** Work to be completed **
The entries below are to be restated exactly, and their images are to be omitted.

** Given entries **
BEGIN

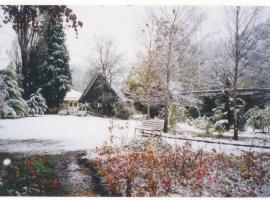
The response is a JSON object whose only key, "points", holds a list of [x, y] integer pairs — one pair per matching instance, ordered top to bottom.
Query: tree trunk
{"points": [[237, 60], [166, 119]]}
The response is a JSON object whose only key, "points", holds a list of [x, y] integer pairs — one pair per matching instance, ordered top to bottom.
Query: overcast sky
{"points": [[122, 23]]}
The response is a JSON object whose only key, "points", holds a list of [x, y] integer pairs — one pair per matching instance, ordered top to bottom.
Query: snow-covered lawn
{"points": [[54, 133]]}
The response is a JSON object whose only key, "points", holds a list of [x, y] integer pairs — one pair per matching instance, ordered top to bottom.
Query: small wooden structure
{"points": [[99, 95], [71, 101], [151, 127]]}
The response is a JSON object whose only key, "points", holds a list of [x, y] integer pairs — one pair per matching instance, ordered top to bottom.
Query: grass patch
{"points": [[28, 176]]}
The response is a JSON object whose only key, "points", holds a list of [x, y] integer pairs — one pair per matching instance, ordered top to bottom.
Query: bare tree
{"points": [[240, 26], [175, 28], [14, 55], [107, 60], [143, 80]]}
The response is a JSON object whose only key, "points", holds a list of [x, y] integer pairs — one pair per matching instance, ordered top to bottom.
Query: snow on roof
{"points": [[72, 95]]}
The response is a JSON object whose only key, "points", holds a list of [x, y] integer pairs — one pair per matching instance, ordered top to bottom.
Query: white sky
{"points": [[122, 23]]}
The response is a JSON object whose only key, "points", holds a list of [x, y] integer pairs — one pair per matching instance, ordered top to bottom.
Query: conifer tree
{"points": [[55, 71], [12, 103], [37, 104]]}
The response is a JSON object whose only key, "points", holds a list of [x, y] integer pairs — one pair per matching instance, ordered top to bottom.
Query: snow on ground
{"points": [[183, 127], [54, 134]]}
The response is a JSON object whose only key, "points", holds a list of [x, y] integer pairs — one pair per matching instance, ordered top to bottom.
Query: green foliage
{"points": [[55, 75], [37, 104], [14, 106], [122, 111], [219, 112], [177, 114], [258, 118], [28, 176]]}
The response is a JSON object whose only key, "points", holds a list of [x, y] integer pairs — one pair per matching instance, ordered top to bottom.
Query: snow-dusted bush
{"points": [[11, 101], [37, 104], [122, 111], [220, 112], [177, 114], [258, 118], [200, 122], [221, 125]]}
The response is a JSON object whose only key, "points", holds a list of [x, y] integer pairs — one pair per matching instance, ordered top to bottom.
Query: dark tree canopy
{"points": [[29, 22]]}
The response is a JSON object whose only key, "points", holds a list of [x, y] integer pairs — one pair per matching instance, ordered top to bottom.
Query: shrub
{"points": [[37, 104], [122, 111], [177, 114], [257, 118], [28, 176]]}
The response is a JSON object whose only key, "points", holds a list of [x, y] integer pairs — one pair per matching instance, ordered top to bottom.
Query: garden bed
{"points": [[151, 168]]}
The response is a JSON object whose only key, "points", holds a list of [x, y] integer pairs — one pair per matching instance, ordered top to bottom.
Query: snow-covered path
{"points": [[53, 133]]}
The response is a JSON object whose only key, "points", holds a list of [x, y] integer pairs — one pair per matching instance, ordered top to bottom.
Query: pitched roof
{"points": [[89, 86], [73, 95]]}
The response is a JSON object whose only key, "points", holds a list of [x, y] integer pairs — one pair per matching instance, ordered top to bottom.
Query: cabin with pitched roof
{"points": [[99, 95], [71, 100]]}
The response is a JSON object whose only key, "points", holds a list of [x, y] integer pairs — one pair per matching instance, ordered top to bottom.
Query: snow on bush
{"points": [[37, 104], [258, 118], [200, 122], [221, 125], [153, 168]]}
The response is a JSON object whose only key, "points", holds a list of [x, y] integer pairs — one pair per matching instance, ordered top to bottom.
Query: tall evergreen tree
{"points": [[55, 71], [12, 103]]}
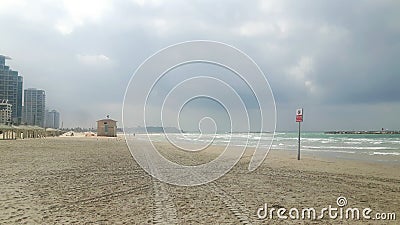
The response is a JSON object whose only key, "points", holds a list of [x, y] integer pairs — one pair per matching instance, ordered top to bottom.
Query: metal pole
{"points": [[298, 151]]}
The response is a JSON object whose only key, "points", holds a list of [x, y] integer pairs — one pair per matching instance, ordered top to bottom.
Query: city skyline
{"points": [[337, 60]]}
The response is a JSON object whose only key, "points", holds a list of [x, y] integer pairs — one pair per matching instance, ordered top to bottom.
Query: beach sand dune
{"points": [[78, 180]]}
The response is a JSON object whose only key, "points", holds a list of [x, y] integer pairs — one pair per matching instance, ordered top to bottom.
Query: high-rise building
{"points": [[11, 89], [34, 107], [5, 112], [52, 119]]}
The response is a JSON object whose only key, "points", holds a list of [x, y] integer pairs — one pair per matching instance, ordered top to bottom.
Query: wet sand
{"points": [[89, 180]]}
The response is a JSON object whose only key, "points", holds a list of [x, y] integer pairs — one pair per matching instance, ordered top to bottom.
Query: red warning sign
{"points": [[299, 115]]}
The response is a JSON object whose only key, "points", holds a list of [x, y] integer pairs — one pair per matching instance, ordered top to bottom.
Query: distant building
{"points": [[11, 89], [34, 107], [5, 112], [52, 119], [107, 127]]}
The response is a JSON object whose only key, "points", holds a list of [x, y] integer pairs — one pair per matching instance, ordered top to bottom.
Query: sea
{"points": [[370, 147]]}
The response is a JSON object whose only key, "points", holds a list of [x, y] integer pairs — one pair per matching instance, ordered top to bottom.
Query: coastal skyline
{"points": [[337, 60]]}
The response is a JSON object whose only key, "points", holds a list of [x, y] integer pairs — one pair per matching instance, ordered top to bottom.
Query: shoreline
{"points": [[67, 180]]}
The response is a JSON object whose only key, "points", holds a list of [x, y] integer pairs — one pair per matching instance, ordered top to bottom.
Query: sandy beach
{"points": [[89, 180]]}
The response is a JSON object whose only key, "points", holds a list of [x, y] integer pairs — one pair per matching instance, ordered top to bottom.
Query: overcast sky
{"points": [[337, 59]]}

END

** Written answer **
The response is a JSON object whose only key, "points", holds a list of [x, y] integer pairs — one pair per matching instance, ordered top to bottom.
Query: tree trunk
{"points": [[237, 60], [166, 119]]}
The response is a JSON object whose only key, "points", holds a list of [x, y] integer pairs — one pair per matching instance, ordered top to bottom.
Query: overcast sky
{"points": [[122, 23]]}
The response is a JSON object whose only key, "points", holds a list of [x, y] integer pairs — one pair per matching instance, ordered top to bottom.
Query: snow-covered lawn
{"points": [[54, 133]]}
The response is a JSON object whose only key, "points", holds a list of [x, y] integer pairs — one pair per matching instance, ordered top to bottom.
Query: small wooden structure
{"points": [[99, 95], [71, 101], [151, 127]]}
The response is a JSON object whose only key, "points", holds a list of [x, y] integer pairs — one pair per matching instance, ordered top to bottom.
Query: grass patch
{"points": [[28, 176]]}
The response is a JSON object whose only key, "points", holds a list of [x, y] integer pairs — one pair per matching instance, ordered top to bottom.
Query: bare tree
{"points": [[240, 26], [175, 28], [14, 55], [107, 60], [143, 80]]}
The response is a JSON object whose only key, "points", holds a list of [x, y] integer pairs — one pair per matching instance, ordered top to bottom.
Query: snow on roof
{"points": [[72, 95]]}
The response is a JSON object whose only key, "points", holds a list of [x, y] integer pairs — one pair per matching instance, ordered top to bottom.
Query: white sky
{"points": [[122, 23]]}
The response is a JSON object whose only key, "points", holds a list of [x, y] integer pairs — one pair per matching instance, ordered top to bottom.
Query: conifer tree
{"points": [[55, 71], [12, 103], [37, 104]]}
The response is a JSON object whose only key, "points", holds a list of [x, y] integer pairs — one pair per matching instance, ordered top to bottom.
Query: snow on ground
{"points": [[183, 127], [54, 134]]}
The response is a JSON object whose only key, "points", holds a list of [x, y] integer pairs — one pair per matching instance, ordered top to bottom.
Query: green foliage
{"points": [[55, 75], [37, 104], [14, 106], [122, 111], [219, 112], [177, 114], [258, 118], [28, 176]]}
The response is a JSON object whose only key, "points", holds a list of [x, y] integer pairs — one pair per matching instance, ordered top to bottom.
Query: snow-dusted bush
{"points": [[11, 101], [37, 104], [122, 111], [220, 112], [177, 114], [258, 118], [200, 122], [221, 125]]}
The response is a JSON object whose only key, "points", holds a list of [x, y] integer pairs — one pair per matching instance, ordered top to bottom.
Query: dark tree canopy
{"points": [[29, 22]]}
The response is a JSON object whose only key, "points", holds a list of [x, y] integer pairs — one pair per matching instance, ordered top to bottom.
Query: shrub
{"points": [[37, 104], [122, 111], [177, 114], [257, 118], [28, 176]]}
The response is a JSON object whose only key, "points", holds a list of [x, y] integer pairs — one pair per matching instance, ordered top to bottom.
Query: garden bed
{"points": [[151, 168]]}
The response is a JSON object whose only key, "points", holds a list of [x, y] integer pairs — one pair per matching instance, ordered top to bottom.
Query: snow-covered path
{"points": [[53, 133]]}
The response is a JSON object whose only key, "points", holds a list of [x, y] integer pairs — one pair per matching instance, ordered top to bottom.
Query: pitched roof
{"points": [[89, 86], [73, 95]]}
The response is a JSON object whose only key, "points", holds a list of [x, y] integer pairs — one pair per matching instance, ordered top to bottom.
Query: cabin with pitched roof
{"points": [[99, 95], [71, 100]]}
The response is a JSON object whose only key, "points", holds a list of [x, y] integer pairs — one pair per matching instance, ordered top to bottom.
Query: snow on bush
{"points": [[37, 104], [258, 118], [200, 122], [221, 125], [153, 168]]}
The response is a JSON object whose only key, "points", holds a list of [x, y] integer pairs — one pair per matching instance, ordered top to bottom.
Query: tall evergreen tree
{"points": [[55, 71], [12, 103]]}
The response is a JSON object whose only key, "points", holds a list of [x, y] integer pairs — one pair per matching instance, ordered top to bottom.
Query: metal pole
{"points": [[298, 151]]}
The response is a JSON object whose only key, "points", holds a list of [x, y] integer pairs — one pair per matching instance, ordered top to bottom.
Query: city skyline
{"points": [[337, 60]]}
The response is a JSON object whose only key, "points", holds a list of [x, y] integer pairs — one pair per matching instance, ordered top to bottom.
Query: beach sand dune
{"points": [[78, 180]]}
The response is a JSON object whose only key, "points", holds a list of [x, y] integer pairs — one pair per matching instance, ordered top to bottom.
Query: high-rise building
{"points": [[11, 89], [34, 107], [5, 112], [52, 119]]}
The response is a JSON object whose only key, "points", holds a list of [x, y] integer pairs — one pair per matching instance, ordered top to bottom.
Query: wet sand
{"points": [[89, 180]]}
The response is a JSON object whose only key, "points", holds a list of [x, y] integer pairs — one pair per matching instance, ordered top to bottom.
Query: red warning sign
{"points": [[299, 115]]}
The response is a JSON object whose only key, "points", holds a list of [x, y] integer pairs — one pair per matching instance, ordered top to bottom.
Query: distant building
{"points": [[11, 89], [34, 107], [5, 112], [52, 119], [107, 127]]}
The response is a JSON object whose only key, "points", holds a list of [x, y] integer pairs — one pair per matching instance, ordered top to bottom.
Query: sea
{"points": [[370, 147]]}
The response is a JSON object whose only key, "points", holds a list of [x, y] integer pairs — one pair per matching instance, ordered top to bottom.
Query: coastal skyline
{"points": [[337, 60]]}
The response is a JSON object whose only key, "points", holds a list of [x, y] integer pairs — one pair per matching instance, ordered top to bottom.
Query: shoreline
{"points": [[67, 180]]}
The response is a JSON object whose only key, "points", holds a list of [x, y] integer pairs — one pair per matching instance, ordered top to bottom.
Query: sandy beach
{"points": [[89, 180]]}
The response is a JSON object whose only key, "points", holds a list of [x, y] integer pairs — one pair per matching instance, ordered top to bottom.
Query: overcast sky
{"points": [[337, 59]]}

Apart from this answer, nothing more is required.